» TASKS FOR THIS EXERCISE:
1 > In the legal advice column on employees running businesses that compete with their employers, which provision requires a worker to work conscientiously and to protect the employer's interest?
2 > Carry on the legal advice column on employees running businesses that compete with their employers, starting after its last sentence.

» DOCUMENT EXTRACT:
======

Can an employee establish same business as an employer?
Dear Mirror Lawyer, Is it permissible for a worker employed in an organisation to privately establish the same business and run it in his spare time to supplement his income?
Erasmus Ofei, Tema.
Dear Erasmus, I am aware that in Ghana, Some employees deliberately or out of ignorance are conflicted in their employment. They set up their own private businesses that compete with their employers' businesses.
Notable among them are employees in the motor companies, caterers, teachers, medical doctors (Locum), advertising personnel employed in advertising companies, accountants and many other professionals. In local parlance, this is also called “galamsey.”
These acts constitute a serious breach of the fiduciary relationship between the employer and employee if the approval of the employer is not sought. A worker, once employed, is expected to devote his full-time attention to the business of his employer. Section 11 of the Labour Act, 2003, Act 651, recognises this obligation. It provides that the worker is to work conscientiously in the lawfully chosen occupation and to protect the interest of the employer.
A worker therefore is under an obligation to serve his master in good faith and with fidelity. Though he has the right to use his spare time in a lawful manner to increase his earnings or social standing in society, this must be done in accordance with the law.
The rule of law has always been that where a servant acts in any manner incompatible with the due or faithful discharge of his duty to his master, the master has a right to dismiss him.
The relation of master and servant implies necessarily that the servant shall be in a position to perform his duty faithfully, and if by his own act, he does anything which is prejudicial to the interest or to the reputation of the master, the master will be justified not only if he discovers it at the time, but also if he discovers it afterwards in dismissing that servant.
In the case of Arkhurst v Ghana Museum and Monuments Board (1971) 2GLR 1, Arkhurst was a museum assistant employed by the board. During his spare time, he engaged people to make privately modern representations of museum objects, which, without licence, he exported at a profit to collectors.

======

» DATA FOR REVIEW:
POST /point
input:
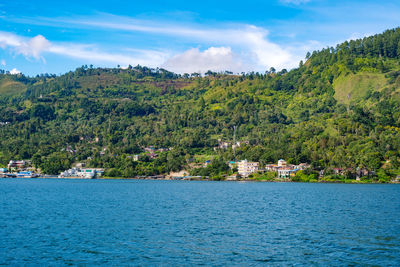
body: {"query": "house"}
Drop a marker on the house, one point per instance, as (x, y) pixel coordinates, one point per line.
(17, 164)
(282, 163)
(302, 166)
(206, 163)
(245, 168)
(90, 173)
(233, 177)
(271, 168)
(287, 172)
(178, 175)
(82, 173)
(232, 164)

======

» RESPONSES BY TASK:
1 > Section 11 of the Labour Act, 2003, Act 651.

2 >
That business was essentially the same as that of his employers, so it conflicted with his primary job. The conflict on the part of Arkhurst came to the attention of the management of the Museum Board. The board decided to dismiss Arkhurst since his private activities conflicted with the interests of his employers. He sued the board for general damages for wrongful dismissal. The High Court presided over Abban J. (as he then was) dismissed his claim. This is what the judge said:
"An employee owes a duty of fidelity to his employers even in his spare time and where an employee knowingly, deliberately and secretly in his spare time does any act that is likely to be prejudicial to the interests of the employers they are entitled to dismiss him. The objects clandestinely exported by the plaintiff were to his knowledge of cultural and historical interest and his conduct was untrustworthy, unpatriotic and offended against public policy and thus justifying instant dismissal."
While the law permits you to use your free time as you wish, including doing business that will bring you income, the law restricts any such private business to work other than one that runs in competition with that of your employers' business for as a worker the law does not permit you to engage in the same business as that of your employers.
In doing so, you will be competing with your employers and diverting lawful and lucrative customers away from your employers' business to your private business. However, at the end of the month, you expect your employers to pay you a salary. A conduct of that nature merits summary dismissal.